→ **WHAT YOU NEED TO DO**: Rewrite every line, starting at the one containing "Task: where can the white truck" and ending at the last line. Shift each point coordinate in the answers by adding 86 to both of its numbers.
....
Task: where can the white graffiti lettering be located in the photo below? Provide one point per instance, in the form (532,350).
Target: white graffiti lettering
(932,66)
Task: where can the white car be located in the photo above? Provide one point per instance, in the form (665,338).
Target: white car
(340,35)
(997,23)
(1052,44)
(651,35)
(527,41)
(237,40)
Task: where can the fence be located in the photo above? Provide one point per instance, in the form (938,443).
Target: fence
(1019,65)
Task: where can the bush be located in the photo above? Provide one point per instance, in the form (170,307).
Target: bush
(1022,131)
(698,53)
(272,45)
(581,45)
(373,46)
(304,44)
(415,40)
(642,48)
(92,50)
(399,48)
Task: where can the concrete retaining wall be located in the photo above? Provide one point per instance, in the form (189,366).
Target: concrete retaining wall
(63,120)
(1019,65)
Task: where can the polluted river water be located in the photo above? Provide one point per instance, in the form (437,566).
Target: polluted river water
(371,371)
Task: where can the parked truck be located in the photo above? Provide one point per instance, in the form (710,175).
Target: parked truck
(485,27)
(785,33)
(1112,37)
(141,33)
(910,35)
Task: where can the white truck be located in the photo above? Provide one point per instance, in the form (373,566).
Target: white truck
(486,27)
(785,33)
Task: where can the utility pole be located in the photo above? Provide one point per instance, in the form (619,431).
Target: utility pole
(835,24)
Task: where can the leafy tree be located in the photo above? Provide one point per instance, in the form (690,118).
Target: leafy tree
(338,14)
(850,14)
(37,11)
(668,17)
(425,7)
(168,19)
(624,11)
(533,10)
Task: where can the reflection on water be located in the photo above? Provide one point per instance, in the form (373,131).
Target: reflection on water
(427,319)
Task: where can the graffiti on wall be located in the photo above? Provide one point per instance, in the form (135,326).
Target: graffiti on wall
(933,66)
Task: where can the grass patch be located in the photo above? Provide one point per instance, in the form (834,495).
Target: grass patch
....
→ **TASK RESPONSE**:
Task: where can the white truck be located in the photo above? Provide one point per instance, in the form (373,566).
Target: white truck
(572,113)
(871,119)
Task: where can the utility pole be located in the photo above? Provide one point per instance, in the form (619,431).
Target: utility pole
(921,110)
Task: where can the leafy tree be located in the photo above? Provide one point per instance, in the form (690,118).
Target: leafy tree
(424,100)
(936,100)
(123,97)
(754,103)
(511,93)
(254,105)
(710,97)
(619,96)
Task: where can the reflection on water be located in the photo above? Provide one point per instance, in the form (373,131).
Target: reflection on water
(513,405)
Task: where can the graffiti on wall be located in the photo above? Provide one point per instance, in the form (135,326).
Target: graffiti on wall
(1019,152)
Task: where can the grass patch be located in the photo above? Provide one point per instance, in the form (834,495).
Target: grass patch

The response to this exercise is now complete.